ЗАДАНИЯ:
1 - Перескажите абзац отрывка, который начинается словами «Введенский был русским», в виде короткого списка и сохраните основные факты.
2 - Выпишите из отрывка все личные имена, которые в нем упоминаются.
3 - Где, согласно отрывку, Хайдар-ходжа живет уже тридцать-сорок лет?
======== ИСХОДНЫЙ ОТРЫВОК
Хайдар-ходжа был одним из сыновей Исмаил-ходжи, бухарского богача. Он с малых лет ушел служить к русским. И вот уже тридцать-сорок лет как живет в Кагане. Он поступил на службу к консулам, находившимся в Бухарском эмирате. Несколько лет тому назад он ушел от них, стал заниматься купечеством /158б/ и сблизился с высочайшим двором.

Введенский был русским. Он работал заместителем прежнего консула. Хорошо знал язык фарси. Когда русский император был низложен и [государственные] дела перешли в руки большевиков, ушел и консул. Введенский позднее ушел с работы и считал себя одним из служащих высочайшей канцелярии.

Вышеупомянутые лица сообщили нам [о положении у большевиков].
================
======== ПРЕДСТАВЛЕННЫЕ ДАННЫЕ
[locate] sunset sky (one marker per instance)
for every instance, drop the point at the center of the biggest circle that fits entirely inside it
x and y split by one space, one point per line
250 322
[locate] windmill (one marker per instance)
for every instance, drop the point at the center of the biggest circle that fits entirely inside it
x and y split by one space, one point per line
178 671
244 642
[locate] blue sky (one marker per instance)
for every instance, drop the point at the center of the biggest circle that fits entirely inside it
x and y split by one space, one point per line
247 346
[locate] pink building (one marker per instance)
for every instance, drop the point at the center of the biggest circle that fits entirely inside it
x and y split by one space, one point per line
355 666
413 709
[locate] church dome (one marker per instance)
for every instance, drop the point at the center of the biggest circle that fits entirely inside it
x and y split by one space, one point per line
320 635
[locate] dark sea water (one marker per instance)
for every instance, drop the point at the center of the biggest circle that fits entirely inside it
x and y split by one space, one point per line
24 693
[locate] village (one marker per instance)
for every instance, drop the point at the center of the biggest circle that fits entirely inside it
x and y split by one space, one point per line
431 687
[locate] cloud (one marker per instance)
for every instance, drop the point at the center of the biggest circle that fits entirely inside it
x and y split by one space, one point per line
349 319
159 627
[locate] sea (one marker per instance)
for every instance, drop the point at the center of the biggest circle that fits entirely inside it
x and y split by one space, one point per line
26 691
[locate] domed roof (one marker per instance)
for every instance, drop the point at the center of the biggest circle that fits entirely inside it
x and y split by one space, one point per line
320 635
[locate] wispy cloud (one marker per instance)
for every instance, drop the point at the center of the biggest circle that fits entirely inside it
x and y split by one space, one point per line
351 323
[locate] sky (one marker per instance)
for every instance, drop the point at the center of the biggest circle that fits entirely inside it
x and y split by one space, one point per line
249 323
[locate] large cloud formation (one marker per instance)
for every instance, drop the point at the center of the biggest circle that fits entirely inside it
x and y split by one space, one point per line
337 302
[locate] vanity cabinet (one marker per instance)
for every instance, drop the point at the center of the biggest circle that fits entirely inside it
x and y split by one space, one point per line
================
ОТВЕТЫ:
1 -
- Введенский был русским.
- Он работал заместителем прежнего консула.
- Он хорошо знал фарси.
- Когда русского императора низложили и власть перешла к большевикам, консул ушел.
- Позднее Введенский тоже ушел с работы и считал себя одним из служащих высочайшей канцелярии.

2 - Хайдар-ходжа, Исмаил-ходжа, Введенский.

3 - В Кагане.